JOB 1:
Answer these questions using the passage on New Labour.
(a) Whose scheme to part-privatise the Royal Mail does the passage mention?
(b) Who was the successful Tory candidate in the Crewe and Nantwich by-election?
(c) What slogan has West Midlands Labour adopted for the upcoming European elections?
JOB 2: Resume the passage on New Labour's ideological exhaustion, writing on from its final sentence.

## Begin GIVEN PASSAGE

None of this should come as a surprise. The Tory front bench might be an ideas-free zone but the
New Labour project is ideologically exhausted. As a creature of high neoliberalism it is woefully unsuited to what are becoming post-neoliberal times. Its reflex actions remain stamped by the old environment, hence its preference for de facto nationalisation of most of Britain's banking sector but without assuming state control, and not forgetting Mandelson's scheme to part-privatise the Royal Mail - though this is unlikely to happen as the government are having a hard time finding someone who will invest. The only way it can respond to political opponents is through negative campaigning. It is incapable of challenging the Tories on the ideological front, and so has to respond with pathetic smearing. A case in point was Labour's "strategy" in the Crewe and Nantwich by-election last year, when it resorted to pretty desperate class war rhetoric against the successful Tory candidate, Edward Timpson. And as if to underline the point, the West Midlands Labour slogan for the upcoming European elections is 'Stop the BNP'. Pathetic.

## End GIVEN PASSAGE
## Begin LISTING

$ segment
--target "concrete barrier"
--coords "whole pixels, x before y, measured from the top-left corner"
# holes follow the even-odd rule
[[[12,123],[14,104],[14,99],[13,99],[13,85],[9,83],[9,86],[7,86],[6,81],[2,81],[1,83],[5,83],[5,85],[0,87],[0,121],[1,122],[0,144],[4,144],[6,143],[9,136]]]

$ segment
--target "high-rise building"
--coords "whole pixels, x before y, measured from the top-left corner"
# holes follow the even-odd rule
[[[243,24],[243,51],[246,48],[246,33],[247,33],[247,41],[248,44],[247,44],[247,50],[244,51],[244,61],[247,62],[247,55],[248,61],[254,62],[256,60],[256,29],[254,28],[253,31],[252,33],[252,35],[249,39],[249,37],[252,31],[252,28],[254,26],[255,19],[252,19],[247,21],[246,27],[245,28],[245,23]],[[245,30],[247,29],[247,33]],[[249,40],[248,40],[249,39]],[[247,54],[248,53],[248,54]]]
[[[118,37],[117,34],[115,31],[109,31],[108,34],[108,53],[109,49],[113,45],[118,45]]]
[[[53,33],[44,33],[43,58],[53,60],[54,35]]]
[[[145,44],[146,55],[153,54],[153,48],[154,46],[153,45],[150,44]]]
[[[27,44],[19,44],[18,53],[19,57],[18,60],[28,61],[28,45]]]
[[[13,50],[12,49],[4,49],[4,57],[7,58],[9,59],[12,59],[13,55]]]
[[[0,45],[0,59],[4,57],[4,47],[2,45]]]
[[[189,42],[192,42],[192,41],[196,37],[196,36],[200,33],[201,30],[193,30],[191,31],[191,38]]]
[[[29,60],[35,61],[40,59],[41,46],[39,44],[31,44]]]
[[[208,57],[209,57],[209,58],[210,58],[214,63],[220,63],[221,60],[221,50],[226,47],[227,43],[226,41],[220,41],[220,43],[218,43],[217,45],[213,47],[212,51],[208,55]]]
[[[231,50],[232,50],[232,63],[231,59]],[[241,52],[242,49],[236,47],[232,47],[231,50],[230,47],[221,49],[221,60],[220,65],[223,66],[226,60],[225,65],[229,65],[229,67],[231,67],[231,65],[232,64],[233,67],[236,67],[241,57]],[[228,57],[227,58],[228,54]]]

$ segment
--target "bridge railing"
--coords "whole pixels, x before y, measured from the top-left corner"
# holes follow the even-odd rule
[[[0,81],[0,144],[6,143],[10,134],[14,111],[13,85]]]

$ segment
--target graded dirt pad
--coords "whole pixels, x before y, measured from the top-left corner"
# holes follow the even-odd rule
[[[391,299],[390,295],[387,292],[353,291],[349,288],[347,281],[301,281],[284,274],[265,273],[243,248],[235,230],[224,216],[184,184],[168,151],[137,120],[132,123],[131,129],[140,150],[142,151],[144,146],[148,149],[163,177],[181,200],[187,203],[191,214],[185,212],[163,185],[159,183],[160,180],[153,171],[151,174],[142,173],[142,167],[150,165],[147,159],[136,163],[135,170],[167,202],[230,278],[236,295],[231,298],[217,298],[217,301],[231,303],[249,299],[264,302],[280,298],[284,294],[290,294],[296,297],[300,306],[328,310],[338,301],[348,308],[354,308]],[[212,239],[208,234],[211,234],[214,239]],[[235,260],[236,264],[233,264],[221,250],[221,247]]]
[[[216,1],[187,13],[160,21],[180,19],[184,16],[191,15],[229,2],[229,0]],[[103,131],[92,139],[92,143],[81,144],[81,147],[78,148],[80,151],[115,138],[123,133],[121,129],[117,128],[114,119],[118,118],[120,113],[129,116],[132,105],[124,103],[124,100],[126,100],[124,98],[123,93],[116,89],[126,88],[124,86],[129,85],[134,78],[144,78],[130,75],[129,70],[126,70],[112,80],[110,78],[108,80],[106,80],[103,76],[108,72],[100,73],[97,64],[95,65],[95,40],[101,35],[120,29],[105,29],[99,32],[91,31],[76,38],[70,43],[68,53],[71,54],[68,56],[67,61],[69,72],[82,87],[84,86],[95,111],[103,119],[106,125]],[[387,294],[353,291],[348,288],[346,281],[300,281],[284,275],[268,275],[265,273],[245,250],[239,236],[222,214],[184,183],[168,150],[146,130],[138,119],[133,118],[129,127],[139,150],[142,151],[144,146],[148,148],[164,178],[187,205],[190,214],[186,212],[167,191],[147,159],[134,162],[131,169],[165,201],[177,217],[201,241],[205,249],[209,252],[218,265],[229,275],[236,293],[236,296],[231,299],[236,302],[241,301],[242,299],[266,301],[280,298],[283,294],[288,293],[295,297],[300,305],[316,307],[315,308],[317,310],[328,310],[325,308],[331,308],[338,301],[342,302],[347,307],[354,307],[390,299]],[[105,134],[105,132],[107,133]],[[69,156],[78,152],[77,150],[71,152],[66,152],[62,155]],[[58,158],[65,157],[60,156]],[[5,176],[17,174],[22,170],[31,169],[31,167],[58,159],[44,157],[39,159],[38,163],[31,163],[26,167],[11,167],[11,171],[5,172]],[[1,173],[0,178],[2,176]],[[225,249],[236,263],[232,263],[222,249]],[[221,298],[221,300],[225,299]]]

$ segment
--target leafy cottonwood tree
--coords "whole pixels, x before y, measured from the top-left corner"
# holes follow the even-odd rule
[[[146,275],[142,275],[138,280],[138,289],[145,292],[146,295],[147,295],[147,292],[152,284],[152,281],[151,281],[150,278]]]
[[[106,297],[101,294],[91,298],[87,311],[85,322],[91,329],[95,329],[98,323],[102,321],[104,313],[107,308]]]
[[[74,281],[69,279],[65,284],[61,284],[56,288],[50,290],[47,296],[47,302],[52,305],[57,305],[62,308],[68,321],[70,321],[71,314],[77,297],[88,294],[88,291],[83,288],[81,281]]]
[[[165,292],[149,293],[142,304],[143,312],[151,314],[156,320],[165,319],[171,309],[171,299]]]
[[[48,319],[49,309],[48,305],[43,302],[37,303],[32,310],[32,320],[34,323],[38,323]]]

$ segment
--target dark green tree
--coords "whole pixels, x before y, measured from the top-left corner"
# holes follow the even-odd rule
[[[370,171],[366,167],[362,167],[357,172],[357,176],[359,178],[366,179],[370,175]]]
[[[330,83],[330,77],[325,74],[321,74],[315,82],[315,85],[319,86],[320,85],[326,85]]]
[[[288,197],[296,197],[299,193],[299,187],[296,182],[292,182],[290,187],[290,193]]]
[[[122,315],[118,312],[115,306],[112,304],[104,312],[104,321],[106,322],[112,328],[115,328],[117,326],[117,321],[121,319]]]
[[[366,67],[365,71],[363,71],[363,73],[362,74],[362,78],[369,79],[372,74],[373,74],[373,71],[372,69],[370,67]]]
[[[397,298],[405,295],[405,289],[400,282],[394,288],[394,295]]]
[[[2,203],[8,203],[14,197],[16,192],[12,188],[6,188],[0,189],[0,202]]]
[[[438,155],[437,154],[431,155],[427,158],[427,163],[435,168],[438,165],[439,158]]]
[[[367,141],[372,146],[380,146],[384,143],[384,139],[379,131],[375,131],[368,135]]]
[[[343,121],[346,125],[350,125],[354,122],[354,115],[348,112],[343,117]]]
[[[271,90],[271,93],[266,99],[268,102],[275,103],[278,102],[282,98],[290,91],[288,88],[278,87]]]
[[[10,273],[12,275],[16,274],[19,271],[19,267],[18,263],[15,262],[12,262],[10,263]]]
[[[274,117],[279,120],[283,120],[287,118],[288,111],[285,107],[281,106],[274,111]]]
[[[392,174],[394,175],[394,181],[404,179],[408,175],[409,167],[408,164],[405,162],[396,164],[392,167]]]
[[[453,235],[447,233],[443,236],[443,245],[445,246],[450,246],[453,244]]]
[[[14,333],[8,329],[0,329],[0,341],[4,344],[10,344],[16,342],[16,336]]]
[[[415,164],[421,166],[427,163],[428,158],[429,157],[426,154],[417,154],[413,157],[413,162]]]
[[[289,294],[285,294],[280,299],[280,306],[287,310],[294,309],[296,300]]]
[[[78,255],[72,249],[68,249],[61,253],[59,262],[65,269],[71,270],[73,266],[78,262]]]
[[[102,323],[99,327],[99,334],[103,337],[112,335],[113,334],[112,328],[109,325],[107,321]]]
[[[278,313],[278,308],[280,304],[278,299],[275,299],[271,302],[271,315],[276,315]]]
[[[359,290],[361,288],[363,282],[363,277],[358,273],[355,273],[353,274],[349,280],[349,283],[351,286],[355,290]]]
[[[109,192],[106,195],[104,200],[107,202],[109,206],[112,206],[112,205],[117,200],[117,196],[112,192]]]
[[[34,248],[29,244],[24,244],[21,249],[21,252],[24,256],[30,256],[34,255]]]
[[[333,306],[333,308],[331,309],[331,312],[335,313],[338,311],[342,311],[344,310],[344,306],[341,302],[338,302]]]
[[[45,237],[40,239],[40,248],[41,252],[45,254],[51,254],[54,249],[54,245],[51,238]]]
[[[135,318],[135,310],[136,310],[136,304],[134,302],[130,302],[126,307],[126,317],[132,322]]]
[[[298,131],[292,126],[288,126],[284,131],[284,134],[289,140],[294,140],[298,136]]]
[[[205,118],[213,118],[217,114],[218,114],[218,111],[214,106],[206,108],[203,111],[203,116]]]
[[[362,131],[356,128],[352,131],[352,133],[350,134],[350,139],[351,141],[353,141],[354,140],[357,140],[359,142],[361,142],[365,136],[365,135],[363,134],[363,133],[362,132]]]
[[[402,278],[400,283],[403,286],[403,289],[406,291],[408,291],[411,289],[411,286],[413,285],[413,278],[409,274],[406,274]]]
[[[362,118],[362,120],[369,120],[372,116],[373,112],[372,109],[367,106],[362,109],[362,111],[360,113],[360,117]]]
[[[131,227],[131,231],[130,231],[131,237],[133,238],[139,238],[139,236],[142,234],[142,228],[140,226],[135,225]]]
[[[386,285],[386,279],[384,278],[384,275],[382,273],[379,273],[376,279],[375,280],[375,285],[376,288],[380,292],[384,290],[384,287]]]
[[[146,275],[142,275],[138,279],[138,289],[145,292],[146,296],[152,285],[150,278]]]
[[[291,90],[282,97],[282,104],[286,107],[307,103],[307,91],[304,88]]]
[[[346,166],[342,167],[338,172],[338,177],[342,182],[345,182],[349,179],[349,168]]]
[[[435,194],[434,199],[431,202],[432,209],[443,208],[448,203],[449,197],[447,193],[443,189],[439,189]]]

## End LISTING

FINAL ANSWER 1:
(a) Mandelson's
(b) Edward Timpson
(c) 'Stop the BNP'

FINAL ANSWER 2:
These sorts of scandals are ten-a-penny. But do they really matter in the grand scheme of things? They certainly exercise the Westminster Village and their hangers ons in the media and mainstream blogging, but outside of that few people care whether Derek Draper and other Brownite insiders are for the chop. But what it does is contribute to a general, incoherent anti-politics sentiment. This makes it easier to play the populist card, as
UKIP and the BNP have found, but by far the biggest winner is political disengagement. Why bother turning out to vote if all you're going to get are out of touch careerist hacks in it to feather their own nests? It's going to take more than MP's expenses rule changes and a sleaze clean-up to fix Britain's eroding political system.

6 comments:

Paul said...

Good post, I agree every word. Just been having my own little rant on same with broadly same conclusions re: anti-politics.

ModernityBlog said...

Phil,

as you say, this story has been doing the rounds and you put it well, particularly with:

"But what it does is contribute to a general, incoherent anti-politics sentiment. This makes it easier to play the populist card, as UKIP and the BNP have found, but by far the biggest winner is political disengagement. "

The wider problems of political culture and power feed into that.

On the one hand, those *in* power (New Labour) want to keep it at all costs.

And on the other, those without it (chunks of the British Left) are largely prisoners of their own political cultures, which often are not too dissimilar from the shenanigans that go on in the Westminster village.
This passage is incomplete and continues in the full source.